• **Jobs**
**A)** In the post on Cullerton's pension proposal, which decision is cited as confirming that pension benefits may be modified when an employee knowingly and voluntarily agrees in exchange for valid consideration?
**B)** Carry the post on Cullerton's pension proposal forward from its last sentence.

• **Selected text**
::::::

Tuesday, January 10, 2017

Lawyer and Lobbyist Eric M. Madiar Believes Cullerton's Senate Bill Is Permissible/ Lawyers Gino L. DiVito and John M. Fitzgerald Disagree

According to Eric M. Madiar, Senate President John J. Cullerton’s contractual proposal is permissible:

“…The Senate President’s proposal is based on the premise that pension benefits protected by the Pension Clause are ‘contractual’ in nature and subject to modification ‘in accordance with usual contract principles.’[172]

“As confirmed by the Illinois Supreme Court’s Chicago Pension Reform decision, while pension benefits cannot be reduced unilaterally, they can be reduced or otherwise modified so long as the employee ‘knowingly and voluntarily’ agrees to the modification ‘in exchange for valid consideration from the employer.’[173]

“Illinois courts define the term ‘consideration’ as ‘some right, interest, profit or benefit accruing to one party, or some forbearance, detriment, loss or responsibility given, suffered or undertaken by the other.’[174] Under Illinois law, ‘any act or promise which is of benefit to one party or disadvantage to the other is a sufficient consideration to support a contract.’[175] A promise, however, to do what a person is already bound to do by contract or statute does not constitute legal consideration.[176]

“On the issue of what may serve as ‘consideration,’ the Illinois Appellate Court has indicated that work hours, salary levels, and other terms of employment are generally not protected by the Clause even though changes to these terms would indirectly affect the pension amount a person would ultimately receive in retirement.[177] Indeed, as to salaries, Illinois courts have long held that public employees do not have a vested right in the expectation of the continuance of a specific rate or method of compensation, even where they are employed prior to the amendment of an enacted salary schedule.[178]

“In addition, the Illinois Appellate Court has noted that New York court decisions have found it permissible for a public employer to offer future salary increases on the condition that the increases not qualify as pensionable income if accepted by the employee. [179] The New York decisions instruct that since a public employer has no obligation to offer public employees salary increases—unless otherwise required by statute or contract—the employer has the power to offer future salary increases either without condition—and thereby count toward the employee’s pension—or on a non­pensionable basis.[180]

“In turn, when employees accept future salary increases on an express non­pensionable basis, they cannot later claim that these increases are includable for pension purposes because a waiver has occurred and the increases are thereby excluded from the pension calculation formula.[181]

“Recast in the light of these decisions, the Senate President’s proposal harnesses the discretionary power of the State, as an employer, to condition or not condition its offering of future salary increases to each Tier 1 employee in order to obtain a pension benefit reduction.

::::::

• **Data listing**
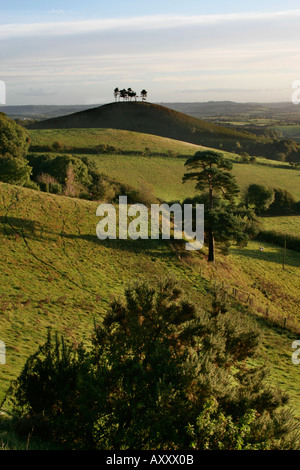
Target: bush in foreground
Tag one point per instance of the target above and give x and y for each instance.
(161, 374)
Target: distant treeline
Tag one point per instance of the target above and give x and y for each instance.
(100, 149)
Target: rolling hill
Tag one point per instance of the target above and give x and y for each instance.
(154, 119)
(56, 273)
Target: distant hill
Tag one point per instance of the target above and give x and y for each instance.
(154, 119)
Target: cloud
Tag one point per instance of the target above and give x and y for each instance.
(143, 23)
(55, 12)
(36, 92)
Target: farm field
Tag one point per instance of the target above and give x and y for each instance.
(55, 272)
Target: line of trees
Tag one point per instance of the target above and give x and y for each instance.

::::::

• **Task-by-task answers**
**A)** The Illinois Supreme Court's Chicago Pension Reform decision.

**B)**
“The legal consideration the proposal offers to each Tier 1 employee who agrees to lower COLA increases in retirement is the State’s irrevocable promise, as an employer, to never offer him or her future salary increases on a non­pensionable basis.

“A Tier 1 employee, of course, is free to reject this offer. If he or she does, then the employee would do so with the full knowledge that all future salary increases will only be offered to him or her expressly on a non­pensionable basis—a right the State, as an employer, may exercise.

“According to news reports, the Senate President’s proposal is estimated to save the State about $1 billion a year. [182] In sum, the Senate President’s proposal offers a basic framework that can be enhanced with other forms of consideration to achieve the same objective of savings to the State…”

[172] Jones v. Mun. Employees’ Annuity and Ben. Fund of Chicago, 2016 IL 119618 at ¶53; Buddell v. Bd. of Trustees of the State Univ. Retirement Sys., 118 Ill.2d 99, 105, 514 N.E.2d 184, 187 (1987).

[173] Jones, 2016 IL 119618 at ¶¶53 and 47.

[174] Carter v. SSC Odin Operating Co., LLC, 2012 IL 113204 at ¶23, 976 N.E.2d 344, 352 (quoting Lipkin v. Koren, 392 Ill. 400, 406, 64 N>E>2d 890, 893 (1946)). 

[175] Doyle v. Holy Cross Hosp., 186 Ill.2d 104, 112, 708 N.E.2d 1140, 1145 (1999).

[176] Watkins v. GMAC Fin. Servs., 337 Ill. App. 3d 58, 64, 785 N.E.2d 40, 44 (1st Dist. 2003); Boyle v. Whipple, 62 Ill. App. 2d 448, 453, 211 N.E.2d 113, 115 (3d Dist. 1965).

[177] Kraus v. Bd. of Trustees, 72 Ill.App.3d 833, 849, 390 N.E.2d 1281,1292­93 (1979); Madiar Pension Article, supra note 5, at 235, 276. As one Illinois court put it, “statutes governing the wages, working conditions, or employment benefits of public employees do not create any vested rights in the continued existence of those laws.” Gust v. Village of Skokie, 125 Ill.App.3d 102, 107 (1st Dist. 1984).

[178] Chicago Patrolmen’s Ass’n v. City of Chicago, 56 Ill.2d 503, 508 (1974).

[179] Kraus, 72 Ill. App. 3d at 849­50, 390 N.E.2d at 1293; Madiar Pension Article, supra note 5, at 273, 279, & n. 565.

[180] Carroll v. Grumet, 117 N.Y.S.2d 553, 555 (App. Div. 1953), favorably cited in Kraus, 72 Ill.App.3d at 850, 390 N.E.2d at 1293.

[181] Id. at 555­56. Accord Ballentine v. Koch, 674 N.E.2d 292, 296 (N.Y. 1996); Schacht v. City of New York, 346 N.E. 2d 518, 31­32 (N.Y. 1976); McGarrigle v. City ofNew York, 803 N.Y.S.2d 529, 531 (App. Div. 2005); Rosen v. New York City Teachers’ Retirement Bd., 122 N.Y.S.2d 485, 486­88 (App. Div.), aff’d, 116 N.E.2d 239 (N.Y. 1953); White v. Hussey, 87 N.Y.S.2d 252 (App. Div. 1949), aff’d 95 N.Y.S.2d 539 (1950); Schwartz v. Simpson, 114 N.Y.S.2d 730, 736­38 (Mun. Ct. 1952).

[182] Monique Garcia & Kim Geiger, Senate President Cullerton Offers New Pension Plan, CHI. TRIB. (May 13, 2015) available at: http://www.chicagotribune.com/ct­illinois­pension­reform­cullerton­met­0513­20150512­story.html.

from Eric M. Madiar, Illinois Public Pensions: Where To From Here?, 33 Ill. Pub. Employee Labor Report (Winter/Spring 2016).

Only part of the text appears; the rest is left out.